[Data extracted from a collection]
--- Begin ---

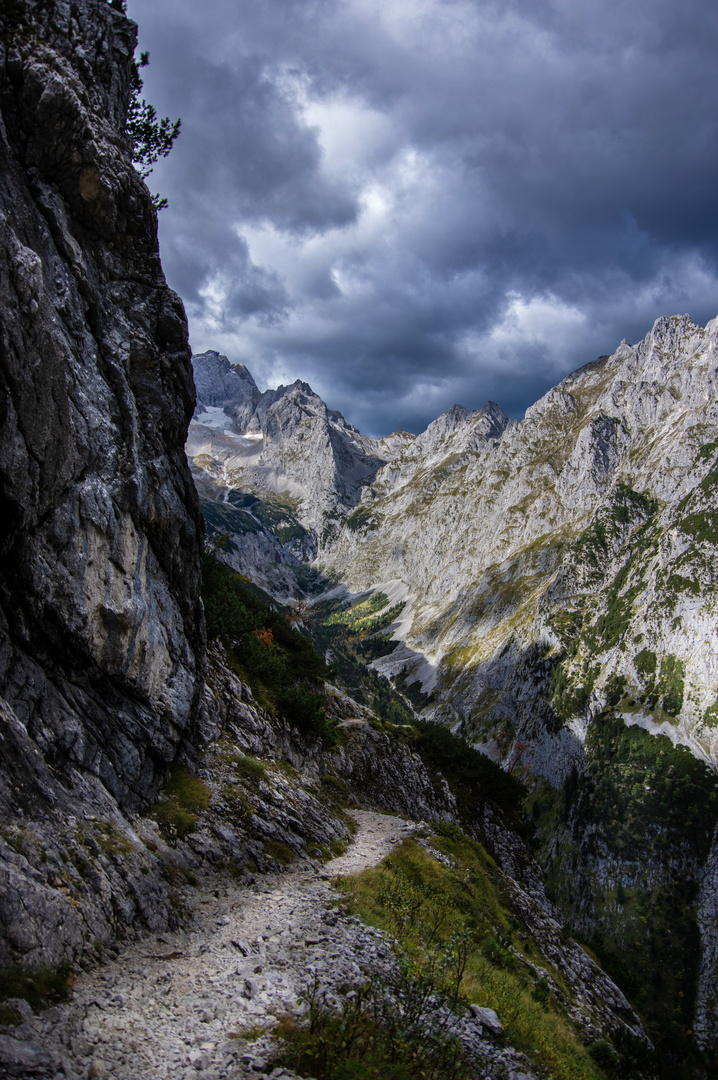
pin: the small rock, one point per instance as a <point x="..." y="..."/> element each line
<point x="487" y="1018"/>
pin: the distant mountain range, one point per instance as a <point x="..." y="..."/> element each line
<point x="556" y="582"/>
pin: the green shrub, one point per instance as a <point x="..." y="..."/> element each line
<point x="280" y="852"/>
<point x="645" y="662"/>
<point x="40" y="986"/>
<point x="278" y="662"/>
<point x="184" y="796"/>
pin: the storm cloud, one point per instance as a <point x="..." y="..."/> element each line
<point x="410" y="203"/>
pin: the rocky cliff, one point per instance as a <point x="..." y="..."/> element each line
<point x="546" y="588"/>
<point x="102" y="646"/>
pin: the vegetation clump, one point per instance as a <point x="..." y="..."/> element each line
<point x="648" y="802"/>
<point x="40" y="987"/>
<point x="448" y="906"/>
<point x="183" y="798"/>
<point x="276" y="660"/>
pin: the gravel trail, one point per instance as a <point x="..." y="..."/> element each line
<point x="167" y="1006"/>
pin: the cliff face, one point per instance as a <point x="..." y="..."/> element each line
<point x="100" y="623"/>
<point x="102" y="639"/>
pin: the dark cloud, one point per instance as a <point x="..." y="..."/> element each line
<point x="415" y="202"/>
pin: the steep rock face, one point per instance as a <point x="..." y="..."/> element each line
<point x="284" y="441"/>
<point x="100" y="623"/>
<point x="558" y="580"/>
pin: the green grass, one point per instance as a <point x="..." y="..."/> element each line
<point x="280" y="852"/>
<point x="40" y="987"/>
<point x="459" y="919"/>
<point x="248" y="768"/>
<point x="183" y="798"/>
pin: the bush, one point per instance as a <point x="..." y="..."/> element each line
<point x="278" y="662"/>
<point x="40" y="987"/>
<point x="184" y="797"/>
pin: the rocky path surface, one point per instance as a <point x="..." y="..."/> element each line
<point x="174" y="1006"/>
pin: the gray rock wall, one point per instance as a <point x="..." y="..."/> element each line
<point x="102" y="639"/>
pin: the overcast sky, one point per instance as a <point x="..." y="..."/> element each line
<point x="410" y="203"/>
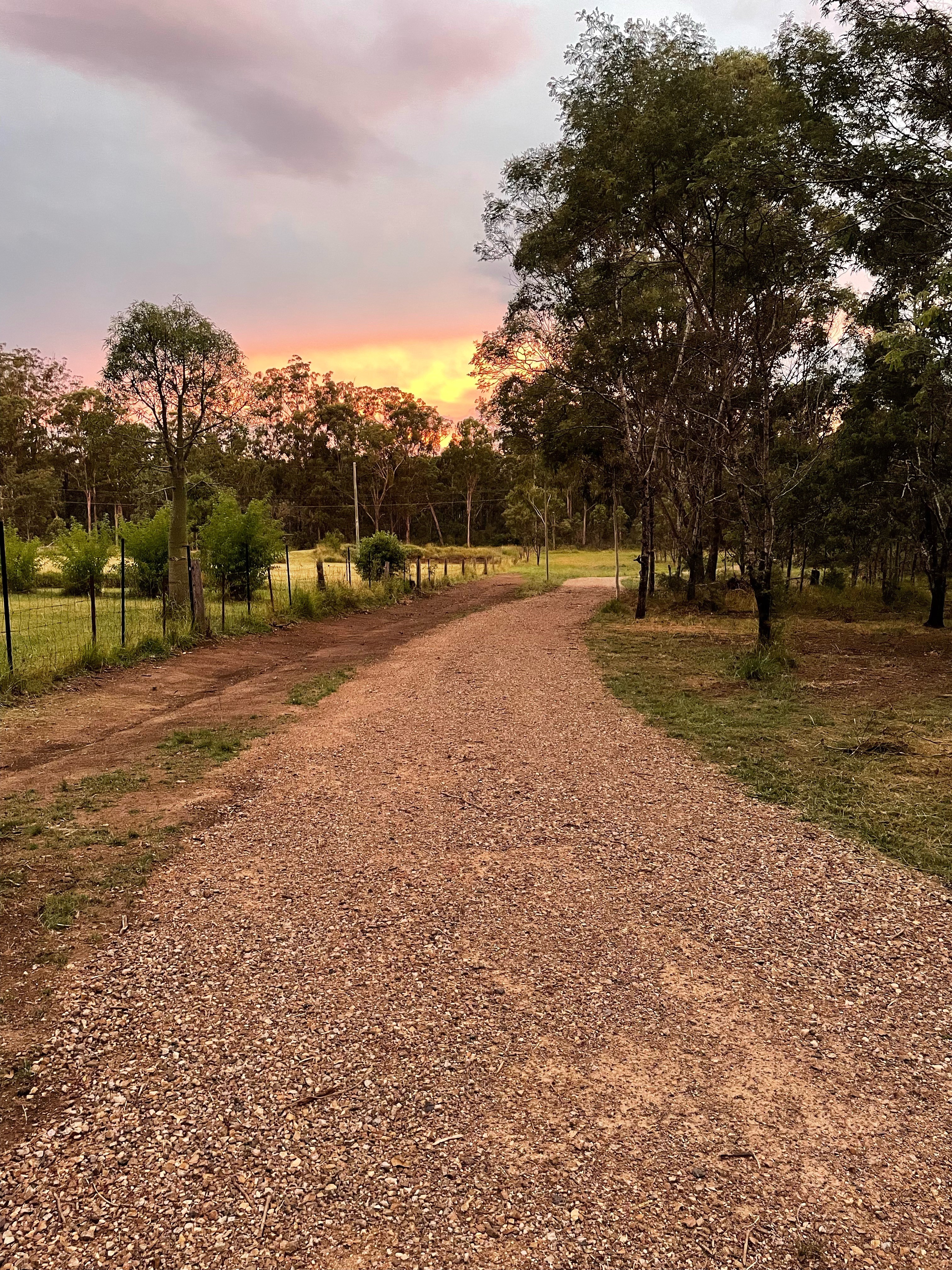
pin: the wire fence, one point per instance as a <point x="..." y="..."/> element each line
<point x="50" y="634"/>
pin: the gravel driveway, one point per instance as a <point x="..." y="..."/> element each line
<point x="490" y="972"/>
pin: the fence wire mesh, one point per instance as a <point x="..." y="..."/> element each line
<point x="53" y="634"/>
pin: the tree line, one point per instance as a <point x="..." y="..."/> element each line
<point x="730" y="340"/>
<point x="734" y="295"/>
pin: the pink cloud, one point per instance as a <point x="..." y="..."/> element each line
<point x="303" y="88"/>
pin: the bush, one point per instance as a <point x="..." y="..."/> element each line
<point x="21" y="562"/>
<point x="376" y="553"/>
<point x="233" y="539"/>
<point x="83" y="558"/>
<point x="148" y="546"/>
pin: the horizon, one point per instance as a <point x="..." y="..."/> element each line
<point x="318" y="192"/>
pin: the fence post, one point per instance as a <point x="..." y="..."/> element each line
<point x="122" y="586"/>
<point x="191" y="585"/>
<point x="7" y="599"/>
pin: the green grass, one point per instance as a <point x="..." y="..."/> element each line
<point x="320" y="686"/>
<point x="188" y="753"/>
<point x="879" y="774"/>
<point x="572" y="563"/>
<point x="60" y="911"/>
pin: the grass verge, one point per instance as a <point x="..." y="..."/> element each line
<point x="852" y="732"/>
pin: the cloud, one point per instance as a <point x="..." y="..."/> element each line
<point x="296" y="87"/>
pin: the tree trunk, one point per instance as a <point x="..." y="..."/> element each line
<point x="440" y="533"/>
<point x="696" y="567"/>
<point x="178" y="538"/>
<point x="761" y="586"/>
<point x="938" y="582"/>
<point x="642" y="608"/>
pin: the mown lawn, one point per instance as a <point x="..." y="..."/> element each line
<point x="856" y="735"/>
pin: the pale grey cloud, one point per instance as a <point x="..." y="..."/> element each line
<point x="303" y="87"/>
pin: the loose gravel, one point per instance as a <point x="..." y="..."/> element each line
<point x="488" y="972"/>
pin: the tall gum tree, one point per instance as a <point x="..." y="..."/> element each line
<point x="184" y="376"/>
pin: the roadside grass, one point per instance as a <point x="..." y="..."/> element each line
<point x="855" y="735"/>
<point x="55" y="856"/>
<point x="319" y="686"/>
<point x="51" y="633"/>
<point x="572" y="563"/>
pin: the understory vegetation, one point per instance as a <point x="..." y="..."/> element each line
<point x="848" y="719"/>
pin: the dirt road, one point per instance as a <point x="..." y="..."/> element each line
<point x="508" y="980"/>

--- End ---

- Work to do:
Without the pictures, extract every entry verbatim.

- Answer to the problem:
pin: the small rock, one point per instance as a <point x="..." y="..."/> element each line
<point x="487" y="1018"/>
pin: the distant mountain range, one point per instance as a <point x="..." y="..."/> element each line
<point x="556" y="582"/>
pin: the green shrub, one point per instance as a <point x="..." y="..."/> element each line
<point x="280" y="852"/>
<point x="645" y="662"/>
<point x="40" y="986"/>
<point x="278" y="662"/>
<point x="184" y="796"/>
pin: the storm cloud, one point per instance as a <point x="..." y="..."/> element each line
<point x="410" y="203"/>
pin: the rocky cliff, one point per instance as a <point x="..." y="..."/> element each line
<point x="546" y="588"/>
<point x="102" y="646"/>
pin: the vegetation clump, one point per instance as a <point x="..." y="..."/> element each line
<point x="648" y="802"/>
<point x="40" y="987"/>
<point x="448" y="906"/>
<point x="183" y="798"/>
<point x="276" y="660"/>
pin: the gravel trail, one point per instance as a <point x="..." y="..."/> element each line
<point x="167" y="1006"/>
pin: the cliff face, one point per instance as a <point x="..." y="..."/> element each line
<point x="100" y="623"/>
<point x="102" y="639"/>
pin: the dark cloud, one point per instance as a <point x="..." y="..."/> element each line
<point x="415" y="202"/>
pin: the steep rock face, one point per instance as a <point x="..." y="..."/> element each line
<point x="284" y="441"/>
<point x="100" y="623"/>
<point x="558" y="580"/>
pin: the green grass, one point per instance as a <point x="..." y="..."/> element each line
<point x="280" y="852"/>
<point x="40" y="987"/>
<point x="459" y="919"/>
<point x="248" y="768"/>
<point x="183" y="798"/>
pin: the bush, one point per instance as a <point x="..." y="..."/> element each line
<point x="278" y="662"/>
<point x="40" y="987"/>
<point x="184" y="797"/>
pin: the rocky path surface, one point per instance as a <point x="..." y="..."/> element each line
<point x="174" y="1006"/>
pin: the gray rock wall, one point per instance as a <point x="..." y="..."/> element each line
<point x="102" y="639"/>
pin: the overcast sky, one point per instance as a <point x="..." y="..."/> element each line
<point x="410" y="203"/>
pin: the wire fence, one point per instance as a <point x="..." y="..."/> element each line
<point x="50" y="634"/>
pin: the gravel driveway, one point per instance as a <point x="..." y="..."/> element each line
<point x="490" y="972"/>
pin: the fence wire mesh, one point per instance as a <point x="..." y="..."/> element each line
<point x="53" y="634"/>
pin: the tree line, one point per instance as a <point x="..." y="..."/> element each line
<point x="730" y="340"/>
<point x="734" y="295"/>
pin: the pink cloud, one point per instance as a <point x="..." y="..."/> element each line
<point x="303" y="88"/>
pin: the bush, one point per instance as a <point x="..." y="..."/> element each line
<point x="21" y="562"/>
<point x="376" y="553"/>
<point x="233" y="539"/>
<point x="83" y="558"/>
<point x="148" y="546"/>
pin: the horizon, one point per instance as a <point x="..." y="..."/> element each line
<point x="318" y="192"/>
pin: the fence post, one point per instance as a <point x="..." y="..."/> element each line
<point x="122" y="586"/>
<point x="191" y="585"/>
<point x="7" y="599"/>
pin: the green grass, one point per instance as a <point x="..." y="..."/> element each line
<point x="320" y="686"/>
<point x="188" y="753"/>
<point x="879" y="774"/>
<point x="572" y="563"/>
<point x="60" y="911"/>
pin: the grass verge, one point per instance as a <point x="..." y="..."/> element each line
<point x="852" y="732"/>
pin: the cloud, one point per instance as a <point x="..." y="..."/> element each line
<point x="296" y="87"/>
pin: the tree trunk, one point per instance as a <point x="..." y="..."/> element each line
<point x="440" y="533"/>
<point x="696" y="567"/>
<point x="178" y="538"/>
<point x="761" y="586"/>
<point x="938" y="582"/>
<point x="642" y="608"/>
pin: the mown lawn, one point per instance as a <point x="..." y="..."/> element each line
<point x="856" y="735"/>
pin: the pale grey cloud, one point per instance as a <point x="..." y="..."/> element each line
<point x="303" y="87"/>
pin: the loose gravel, one point per instance as a <point x="..." y="..."/> element each line
<point x="488" y="972"/>
pin: the tall gum tree, one point per instance as a <point x="..." y="..."/> element each line
<point x="184" y="376"/>
pin: the roadside grass, one point per instance as a <point x="..." y="..."/> element each line
<point x="855" y="735"/>
<point x="55" y="856"/>
<point x="319" y="686"/>
<point x="51" y="633"/>
<point x="572" y="563"/>
pin: the understory vegetation, one point per instance as a <point x="..." y="..."/> element each line
<point x="848" y="719"/>
pin: the dirt road, one point per instance as a <point x="..." y="..."/> element each line
<point x="508" y="980"/>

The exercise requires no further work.